[Start DATASET]
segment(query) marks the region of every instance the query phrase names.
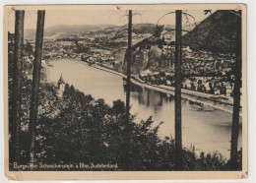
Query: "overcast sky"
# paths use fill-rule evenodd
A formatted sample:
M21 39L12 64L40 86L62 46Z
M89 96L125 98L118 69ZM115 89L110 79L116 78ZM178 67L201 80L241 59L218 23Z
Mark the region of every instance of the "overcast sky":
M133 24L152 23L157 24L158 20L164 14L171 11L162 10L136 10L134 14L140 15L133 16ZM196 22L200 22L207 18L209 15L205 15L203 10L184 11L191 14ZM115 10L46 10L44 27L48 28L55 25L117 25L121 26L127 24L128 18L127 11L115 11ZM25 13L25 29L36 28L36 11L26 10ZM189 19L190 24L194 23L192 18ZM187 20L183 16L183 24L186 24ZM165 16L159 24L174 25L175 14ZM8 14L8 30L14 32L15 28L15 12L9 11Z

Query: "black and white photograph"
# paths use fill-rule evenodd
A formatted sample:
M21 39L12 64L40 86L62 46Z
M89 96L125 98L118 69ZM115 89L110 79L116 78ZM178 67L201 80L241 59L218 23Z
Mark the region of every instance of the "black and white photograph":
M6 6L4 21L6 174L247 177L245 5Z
[End DATASET]
[Start DATASET]
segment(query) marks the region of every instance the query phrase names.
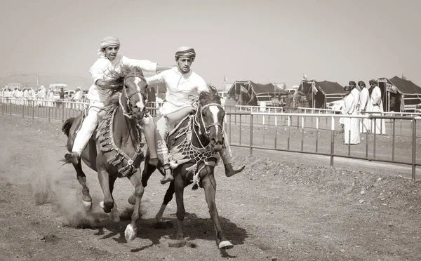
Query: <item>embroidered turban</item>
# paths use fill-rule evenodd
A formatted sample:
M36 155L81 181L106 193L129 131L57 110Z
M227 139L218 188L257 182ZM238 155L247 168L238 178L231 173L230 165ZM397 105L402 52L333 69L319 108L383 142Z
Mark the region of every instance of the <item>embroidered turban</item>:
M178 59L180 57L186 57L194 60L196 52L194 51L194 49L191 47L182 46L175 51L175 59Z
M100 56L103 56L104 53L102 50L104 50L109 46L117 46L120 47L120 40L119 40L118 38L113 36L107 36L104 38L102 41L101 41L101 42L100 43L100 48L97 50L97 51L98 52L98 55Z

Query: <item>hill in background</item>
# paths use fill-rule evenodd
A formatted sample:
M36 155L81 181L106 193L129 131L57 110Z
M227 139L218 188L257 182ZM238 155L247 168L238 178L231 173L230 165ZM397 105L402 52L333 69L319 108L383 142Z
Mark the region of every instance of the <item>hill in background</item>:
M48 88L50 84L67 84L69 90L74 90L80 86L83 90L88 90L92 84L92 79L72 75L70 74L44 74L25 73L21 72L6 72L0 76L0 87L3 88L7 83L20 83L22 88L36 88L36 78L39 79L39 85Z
[End DATASET]
AIM OF THE EXERCISE
Please reproduce, unchanged, the part of the records that opens with the line containing "Query: <item>hill in background</item>" and closes with the line containing "M48 88L50 84L67", including both of those lines.

ANSWER BELOW
Query: <item>hill in background</item>
# paths use fill-rule evenodd
A formatted sample:
M36 155L81 181L106 193L129 131L57 110Z
M227 139L218 188L257 182ZM238 155L247 168L238 178L231 173L230 165ZM397 105L402 52L333 69L319 108L383 142Z
Mark the region of every instance of the <item>hill in background</item>:
M48 88L50 84L67 84L69 90L74 90L80 86L83 90L88 90L92 84L92 79L72 75L70 74L44 74L25 73L21 72L6 72L0 76L0 87L3 88L7 83L20 83L22 88L36 88L36 78L39 79L39 85Z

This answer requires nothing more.